TASK TO COMPLETE -
Could you write out all of the material below again, replacing "single pin" with "single marker" wherever it occurs and keeping everything else the same? Leave the pictures out of your version.

RECORDS -
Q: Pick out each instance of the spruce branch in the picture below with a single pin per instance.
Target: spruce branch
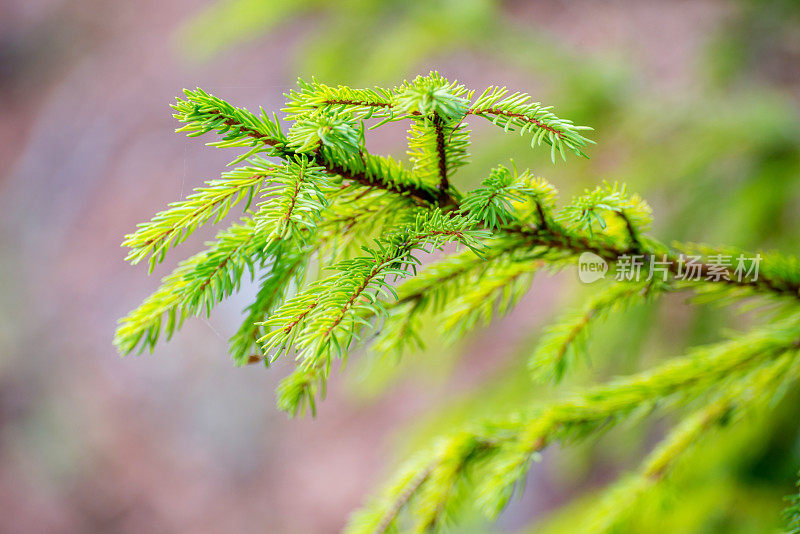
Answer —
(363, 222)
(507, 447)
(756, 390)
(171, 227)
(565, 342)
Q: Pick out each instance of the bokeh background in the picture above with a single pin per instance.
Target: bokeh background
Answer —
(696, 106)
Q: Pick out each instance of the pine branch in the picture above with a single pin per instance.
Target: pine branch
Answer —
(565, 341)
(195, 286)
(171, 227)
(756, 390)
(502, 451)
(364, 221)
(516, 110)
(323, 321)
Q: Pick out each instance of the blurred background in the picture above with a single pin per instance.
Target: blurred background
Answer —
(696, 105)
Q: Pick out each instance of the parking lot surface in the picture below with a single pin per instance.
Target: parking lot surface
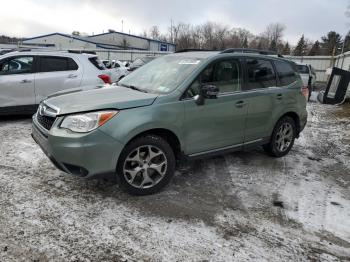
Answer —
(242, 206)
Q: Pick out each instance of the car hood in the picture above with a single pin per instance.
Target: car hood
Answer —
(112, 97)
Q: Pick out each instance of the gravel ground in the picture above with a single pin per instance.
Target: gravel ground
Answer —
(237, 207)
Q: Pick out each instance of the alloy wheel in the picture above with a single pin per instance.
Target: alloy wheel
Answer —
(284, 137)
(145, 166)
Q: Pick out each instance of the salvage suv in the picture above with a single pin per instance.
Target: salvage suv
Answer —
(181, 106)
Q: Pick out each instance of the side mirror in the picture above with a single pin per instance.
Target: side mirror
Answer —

REPLY -
Q: Pick out each instance of the spruce branch in the picture below with a single marker per instance.
Target: spruce branch
Answer —
(363, 222)
(507, 447)
(756, 390)
(171, 227)
(565, 342)
Q: Pick out each instance of the bokeh background in the picture above with a single marker per instance.
Target: bokeh background
Answer —
(696, 106)
Q: Pick out each instance of the pine branch in the picture above with a single marker per instance.
Target: pine branch
Answer —
(565, 341)
(195, 286)
(171, 227)
(756, 390)
(502, 451)
(364, 221)
(516, 110)
(323, 321)
Q: Pick out each instance of the blurred background in the picture above with a single marker per instance.
Target: blurred background
Answer —
(696, 105)
Q: Pick out each instance of the parking lot surface in the picture below with a single marker per instance.
Target: parking lot surface
Answer —
(242, 206)
Q: Pick out each instance of the car hood in the picture above with a single marker per instance.
Target: car hood
Answer —
(112, 97)
Q: Pick out each instance of the gravel ground in the picture above with a single marker per instance.
Target: gravel ground
Answer —
(237, 207)
Q: Pick out each instance of the alloy wheel in the picture above with a single marker per instance.
Target: alloy wheel
Answer —
(284, 137)
(145, 166)
Q: Pick out each instance of the salvage suv in the picture above with a single marker per instance.
Target: salvage suv
Answer —
(181, 106)
Q: Pick out each instance of the side mirror in the picture above with a single marker per instance.
Target: side mirror
Answer —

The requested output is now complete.